#### Directions for this task:
Output only this range of the data below: the line that contains "of the distant" through the final line, both ends included, each retyped exactly.

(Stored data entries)
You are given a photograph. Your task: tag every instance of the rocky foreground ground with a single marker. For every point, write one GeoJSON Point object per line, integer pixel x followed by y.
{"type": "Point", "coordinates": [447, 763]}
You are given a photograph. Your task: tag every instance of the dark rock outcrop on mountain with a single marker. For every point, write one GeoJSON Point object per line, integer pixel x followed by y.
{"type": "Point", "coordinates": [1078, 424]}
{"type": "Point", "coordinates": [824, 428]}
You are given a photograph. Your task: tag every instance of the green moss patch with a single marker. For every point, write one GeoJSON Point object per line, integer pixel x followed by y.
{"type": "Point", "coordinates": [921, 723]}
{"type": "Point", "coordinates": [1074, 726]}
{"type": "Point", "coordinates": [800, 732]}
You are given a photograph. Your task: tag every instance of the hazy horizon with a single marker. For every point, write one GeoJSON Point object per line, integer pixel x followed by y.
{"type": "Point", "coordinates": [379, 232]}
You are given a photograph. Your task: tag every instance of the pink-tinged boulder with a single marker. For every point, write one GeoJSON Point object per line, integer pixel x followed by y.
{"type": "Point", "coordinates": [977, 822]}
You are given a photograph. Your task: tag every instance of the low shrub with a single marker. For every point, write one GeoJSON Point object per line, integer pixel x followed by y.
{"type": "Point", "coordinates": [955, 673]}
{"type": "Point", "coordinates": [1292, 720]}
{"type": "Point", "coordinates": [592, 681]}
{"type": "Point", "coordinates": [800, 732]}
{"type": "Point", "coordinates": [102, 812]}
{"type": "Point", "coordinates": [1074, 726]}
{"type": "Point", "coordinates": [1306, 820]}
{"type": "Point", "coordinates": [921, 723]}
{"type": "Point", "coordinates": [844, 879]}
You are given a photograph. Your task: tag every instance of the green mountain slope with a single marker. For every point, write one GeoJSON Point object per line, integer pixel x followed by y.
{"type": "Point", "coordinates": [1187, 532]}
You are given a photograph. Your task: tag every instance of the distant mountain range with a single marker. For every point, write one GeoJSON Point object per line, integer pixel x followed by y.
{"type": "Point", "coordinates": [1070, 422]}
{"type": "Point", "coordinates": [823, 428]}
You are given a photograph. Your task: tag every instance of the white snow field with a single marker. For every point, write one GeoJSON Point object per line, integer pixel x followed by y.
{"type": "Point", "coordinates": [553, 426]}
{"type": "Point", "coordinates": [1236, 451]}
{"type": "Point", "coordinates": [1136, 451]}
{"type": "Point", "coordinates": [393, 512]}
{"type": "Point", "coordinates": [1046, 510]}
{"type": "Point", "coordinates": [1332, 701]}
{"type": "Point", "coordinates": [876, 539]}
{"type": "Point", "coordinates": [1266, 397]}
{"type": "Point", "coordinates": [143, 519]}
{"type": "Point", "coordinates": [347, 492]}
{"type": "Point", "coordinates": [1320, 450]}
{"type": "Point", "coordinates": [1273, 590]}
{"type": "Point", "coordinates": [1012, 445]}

#### Response below:
You are given a photograph. Your task: tag every instance of the distant mountain range with a single marker. For every point, write one GeoJSON Point object per line, integer pixel x followed by y.
{"type": "Point", "coordinates": [1070, 422]}
{"type": "Point", "coordinates": [823, 428]}
You are given a photograph. Your task: tag every instance of the white snow field with a single marker. For every point, write one GeoJSON Point object per line, integer pixel x followed by y.
{"type": "Point", "coordinates": [553, 426]}
{"type": "Point", "coordinates": [1236, 451]}
{"type": "Point", "coordinates": [1136, 451]}
{"type": "Point", "coordinates": [393, 512]}
{"type": "Point", "coordinates": [1046, 510]}
{"type": "Point", "coordinates": [1332, 701]}
{"type": "Point", "coordinates": [876, 539]}
{"type": "Point", "coordinates": [1266, 397]}
{"type": "Point", "coordinates": [143, 519]}
{"type": "Point", "coordinates": [347, 492]}
{"type": "Point", "coordinates": [1320, 450]}
{"type": "Point", "coordinates": [1273, 590]}
{"type": "Point", "coordinates": [1012, 445]}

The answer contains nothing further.